What is being asked
From the Empress Menen post, pull out everything from "The award I" down to "words with you.", copying it word for word.

Text section
In the Footsteps of Empress Menen of Ethiopia

The most important events in my life feel very private. They usually overwhelm me and prompt me to hold the experiences close and near to my heart. Often I have hundreds and, in some cases, thousands of photos and videos that document these most precious times. For example, there is a Women’s Retreat I attend every year, and each year I take so many pictures that they call me PAPARAZZI. But no one has seen the photos beside the few I share with the retreat host.

Additionally, I have been to South Africa three times and have hardly shared any photos at all outside of close family and friends. The last time we visited our family there, we had a traditional Zulu wedding that was SO AMAZING… Yet it has been over a year and I have only shared a couple of photos. I am promising myself that I will share the experience next month for our 25th wedding anniversary, because there are so many that ask about it and others that would appreciate sharing  in the blessing of making and connecting with family on the continent, so look out for that.

I am not sure why I hold these most cherished experiences so dearly. Perhaps I am a bit ‘old school’ in that way and longing for the days when we kept physical photo albums where we kept our most important photos to share with those who visited our home. I also think I want to make sure that whatever images I put out are portraying the messages that I intend and those that will work to my highest good. But perhaps there is a part of me that acknowledges that in the current age of social media, putting sacred, personal things out there leaves opportunity for them to be defiled by others who don’t hold them in the same in high regard.

With this blog post, I am doing something different… I am going to SHARE, primarily because I want those who presented me with this AMAZING AWARD to know how meaningful the entire night’s experience was for me and because there are so many other people of African descent need to know about Empress Menen.

In honor of Empress Menen

The award I am referring to was presented to me by the Rastafari Council of Chicago in honor of Empress Menen Asfaw, the co-regent of Emperor Haile Selassie I, the last Emperor of Ethiopia of the Solomonic Dynasty. If you are a woman of African descent and you don’t know about Empress Menen and her legacy, you should. I would take the time to try to describe who she was, but Dr. Asantewaa Oppong Wadie already explained it so well on that Saturday evening, so I will share her dynamic words with you.

By the time it was time to receive my honor, which followed Dr. Wadie’s presentation on Empress Menen, I was overcome with gratitude for the legacy that this amazing woman had left behind for us to follow. She saw the world clearly and positioned herself in it to help her people. Not only was she a powerful African woman lived so close to my lifetime, but she was also as a co-regent with her husband who understood the importance of wielding her influence effectively in order to help, heal and save her people.

For the first time, I heard my bio in a different light. As I listened, I felt a heavier weight of responsibility.

This evening turned out to be so much more special than I had anticipated. What made the honor so special? Well, after hearing Dr. Wadie’s presentation on Empress Menen, I understood even more clearly how honoring it was to be associated with such a woman on the day that her legacy was being celebrated. All of a sudden, there seemed to be very dynamic shoes to be filled. And as I listened to the life and work of Empress Menen and how she used her influence to “come to the rescue” of her people with her knowledge, skills and expertise, I knew I was being charged to continue to creatively use my influence to do the same. Dr. Wadie made such an appealing case for the need to celebrate the life and legacy of this amazing woman, that I have purposed to make sure that I continue to do so.

Information
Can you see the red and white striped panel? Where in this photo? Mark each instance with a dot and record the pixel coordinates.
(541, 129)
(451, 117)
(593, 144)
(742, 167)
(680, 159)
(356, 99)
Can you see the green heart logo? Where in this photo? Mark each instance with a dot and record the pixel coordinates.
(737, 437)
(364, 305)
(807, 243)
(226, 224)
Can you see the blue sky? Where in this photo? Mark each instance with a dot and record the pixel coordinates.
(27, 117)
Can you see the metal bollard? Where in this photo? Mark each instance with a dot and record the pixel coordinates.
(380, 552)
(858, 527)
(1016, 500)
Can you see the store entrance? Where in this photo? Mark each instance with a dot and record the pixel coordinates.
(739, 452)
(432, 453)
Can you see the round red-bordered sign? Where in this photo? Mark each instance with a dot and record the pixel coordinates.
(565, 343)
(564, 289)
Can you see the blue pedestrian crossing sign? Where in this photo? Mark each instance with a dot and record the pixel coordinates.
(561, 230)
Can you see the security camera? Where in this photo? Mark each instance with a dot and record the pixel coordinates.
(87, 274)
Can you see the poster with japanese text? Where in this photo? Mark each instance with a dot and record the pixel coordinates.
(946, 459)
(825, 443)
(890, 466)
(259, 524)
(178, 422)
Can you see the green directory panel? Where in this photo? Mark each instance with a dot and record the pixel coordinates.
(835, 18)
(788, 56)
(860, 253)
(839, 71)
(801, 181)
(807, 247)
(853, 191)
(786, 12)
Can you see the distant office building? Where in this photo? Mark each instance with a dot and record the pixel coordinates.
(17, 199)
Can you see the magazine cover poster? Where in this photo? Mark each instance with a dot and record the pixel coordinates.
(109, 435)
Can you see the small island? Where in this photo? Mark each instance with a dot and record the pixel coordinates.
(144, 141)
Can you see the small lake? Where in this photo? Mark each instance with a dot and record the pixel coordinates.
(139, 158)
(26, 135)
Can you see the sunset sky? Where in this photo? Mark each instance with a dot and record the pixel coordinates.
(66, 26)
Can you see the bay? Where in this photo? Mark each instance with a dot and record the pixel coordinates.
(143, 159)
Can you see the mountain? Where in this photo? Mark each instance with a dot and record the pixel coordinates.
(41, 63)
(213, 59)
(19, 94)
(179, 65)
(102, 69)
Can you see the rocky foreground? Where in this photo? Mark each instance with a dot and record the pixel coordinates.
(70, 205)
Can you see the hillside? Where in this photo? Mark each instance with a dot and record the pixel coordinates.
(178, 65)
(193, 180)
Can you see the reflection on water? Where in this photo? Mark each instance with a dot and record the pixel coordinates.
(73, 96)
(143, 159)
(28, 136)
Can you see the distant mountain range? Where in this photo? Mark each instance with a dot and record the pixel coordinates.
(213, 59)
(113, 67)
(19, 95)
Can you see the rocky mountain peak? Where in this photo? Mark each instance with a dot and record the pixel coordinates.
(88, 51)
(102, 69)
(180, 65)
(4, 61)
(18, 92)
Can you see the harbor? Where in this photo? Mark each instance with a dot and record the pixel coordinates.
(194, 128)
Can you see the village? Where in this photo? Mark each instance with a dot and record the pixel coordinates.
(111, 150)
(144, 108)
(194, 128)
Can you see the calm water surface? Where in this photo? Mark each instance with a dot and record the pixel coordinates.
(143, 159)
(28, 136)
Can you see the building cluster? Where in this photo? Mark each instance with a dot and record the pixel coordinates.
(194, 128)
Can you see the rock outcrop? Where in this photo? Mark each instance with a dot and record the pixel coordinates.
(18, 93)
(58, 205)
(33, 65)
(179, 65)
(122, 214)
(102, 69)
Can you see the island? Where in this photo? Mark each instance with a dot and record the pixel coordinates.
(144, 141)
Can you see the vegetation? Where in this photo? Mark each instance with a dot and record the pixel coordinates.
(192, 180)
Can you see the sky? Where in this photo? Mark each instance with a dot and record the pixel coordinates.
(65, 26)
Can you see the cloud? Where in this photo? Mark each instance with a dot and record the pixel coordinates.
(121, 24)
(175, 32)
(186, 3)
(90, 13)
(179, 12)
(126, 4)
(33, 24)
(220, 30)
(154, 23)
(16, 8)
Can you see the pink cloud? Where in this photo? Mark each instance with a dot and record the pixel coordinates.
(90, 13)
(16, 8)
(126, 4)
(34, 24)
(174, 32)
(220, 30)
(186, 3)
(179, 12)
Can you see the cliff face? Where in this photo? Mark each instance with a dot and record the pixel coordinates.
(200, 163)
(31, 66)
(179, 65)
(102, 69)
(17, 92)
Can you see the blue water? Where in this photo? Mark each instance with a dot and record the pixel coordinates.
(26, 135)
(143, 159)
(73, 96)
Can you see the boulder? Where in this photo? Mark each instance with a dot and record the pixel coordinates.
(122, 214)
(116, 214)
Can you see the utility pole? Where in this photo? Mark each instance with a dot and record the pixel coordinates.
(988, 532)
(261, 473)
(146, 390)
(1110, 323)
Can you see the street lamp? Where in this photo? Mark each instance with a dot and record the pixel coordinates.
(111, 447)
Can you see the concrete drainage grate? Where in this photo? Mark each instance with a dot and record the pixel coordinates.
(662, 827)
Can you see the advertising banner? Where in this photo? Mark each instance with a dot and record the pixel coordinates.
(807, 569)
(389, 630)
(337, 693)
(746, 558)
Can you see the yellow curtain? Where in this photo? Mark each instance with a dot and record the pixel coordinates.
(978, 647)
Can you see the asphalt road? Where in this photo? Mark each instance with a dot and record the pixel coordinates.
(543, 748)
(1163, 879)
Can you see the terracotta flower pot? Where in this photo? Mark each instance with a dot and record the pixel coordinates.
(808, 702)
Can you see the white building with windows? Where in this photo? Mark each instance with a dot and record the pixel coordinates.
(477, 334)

Answer to this exercise
The award I am referring to was presented to me by the Rastafari Council of Chicago in honor of Empress Menen Asfaw, the co-regent of Emperor Haile Selassie I, the last Emperor of Ethiopia of the Solomonic Dynasty. If you are a woman of African descent and you don’t know about Empress Menen and her legacy, you should. I would take the time to try to describe who she was, but Dr. Asantewaa Oppong Wadie already explained it so well on that Saturday evening, so I will share her dynamic words with you.